→ 提供テキスト:
· · · ·

一九四七年、わが国の平均余命が五〇歳を超えた。六五歳以上が高齢者。高齢者人口が全体の七%を超えたのが一九七〇年で高齢化社会に入った。同一四%超が一九九五年で高齢社会、同二一%超が二〇〇七年で超高齢社会。いまは二三・三%、超高齢社会はまだまだ進む。
私が高齢化問題に気づいたのは一九七〇年。先進的な大企業が定年を六〇歳にし始めたばかりだった。高齢化は現在の青年の問題だと訴えて組織内で中高年対策に着手した。組織は五万人、四〇歳以上がざっと一万人。賃金も処遇も大切だが、なにより意識改革をしなくてはならない。まだ二十代半ばの若造が親世代の先輩相手に講演を重ねた。
以来四〇年以上、気づけば自分が古稀目前だ。ううむ。
おこがましいのは承知であるが、高齢者は超高齢社会の主人公だ。どんな境遇にあろうとも、高齢者が善戦敢闘の美学をもたねば社会の活力が減退する。一・二億人分の一の元気を分担せにゃならない。
時代の元気を作るのは誰でもない、自分の人生である。自分の元気を作るのは誰でもない、自分自身である。高齢者は若者の未来の姿である。青年の国には青年の活力が、超高齢社会にはいぶし銀の輝きがあるようにせにゃならない。
第二の人生という言葉がある。しかし人生は一つである。生まれてから人生一直線だ。生活の糧を稼ぐ仕事から引退しようが、しまいが、人生においては誰もが生涯現役である。人生は自由である。ならば人生に正解はない。もし人生に正解があるならばすでに人間は自由ではない。すべての人生が挑戦であり、試行錯誤である。

· · · ·

→ 保存データ:
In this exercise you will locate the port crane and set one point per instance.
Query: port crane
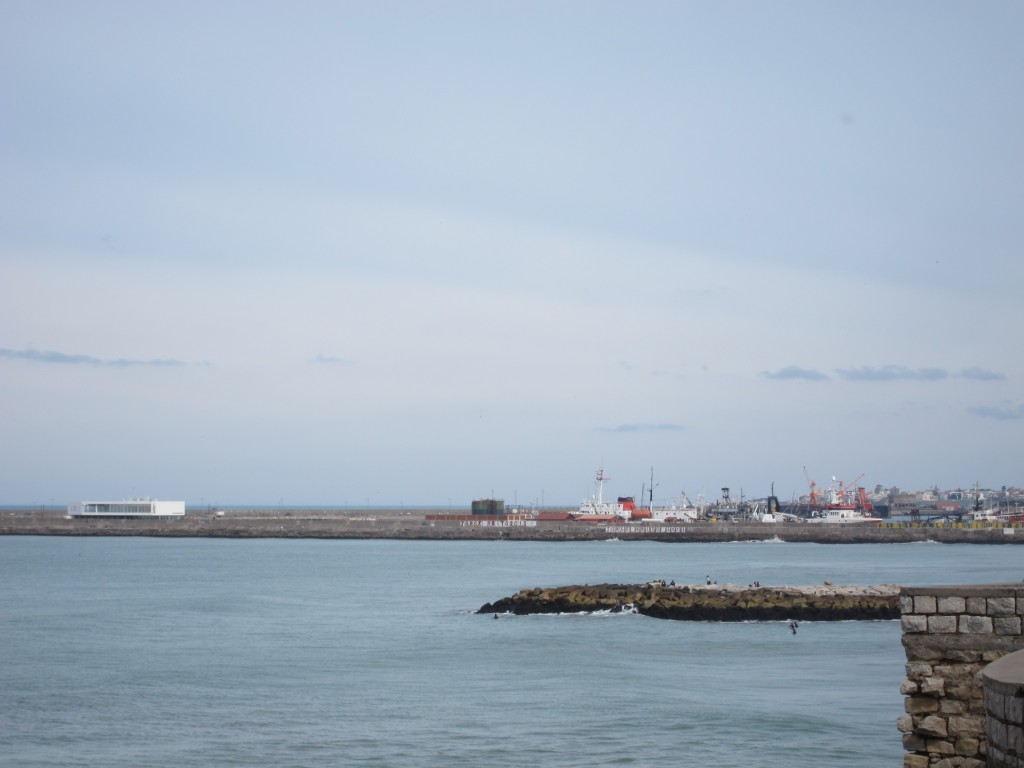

· · · ·

→ 実施課題:
提供テキストの全文を、一字一句変えずにそのまま返してください。 回答には提供テキストのみを用いてください。

→ 課題の回答:
一九四七年、わが国の平均余命が五〇歳を超えた。六五歳以上が高齢者。高齢者人口が全体の七%を超えたのが一九七〇年で高齢化社会に入った。同一四%超が一九九五年で高齢社会、同二一%超が二〇〇七年で超高齢社会。いまは二三・三%、超高齢社会はまだまだ進む。
私が高齢化問題に気づいたのは一九七〇年。先進的な大企業が定年を六〇歳にし始めたばかりだった。高齢化は現在の青年の問題だと訴えて組織内で中高年対策に着手した。組織は五万人、四〇歳以上がざっと一万人。賃金も処遇も大切だが、なにより意識改革をしなくてはならない。まだ二十代半ばの若造が親世代の先輩相手に講演を重ねた。
以来四〇年以上、気づけば自分が古稀目前だ。ううむ。
おこがましいのは承知であるが、高齢者は超高齢社会の主人公だ。どんな境遇にあろうとも、高齢者が善戦敢闘の美学をもたねば社会の活力が減退する。一・二億人分の一の元気を分担せにゃならない。
時代の元気を作るのは誰でもない、自分の人生である。自分の元気を作るのは誰でもない、自分自身である。高齢者は若者の未来の姿である。青年の国には青年の活力が、超高齢社会にはいぶし銀の輝きがあるようにせにゃならない。
第二の人生という言葉がある。しかし人生は一つである。生まれてから人生一直線だ。生活の糧を稼ぐ仕事から引退しようが、しまいが、人生においては誰もが生涯現役である。人生は自由である。ならば人生に正解はない。もし人生に正解があるならばすでに人間は自由ではない。すべての人生が挑戦であり、試行錯誤である。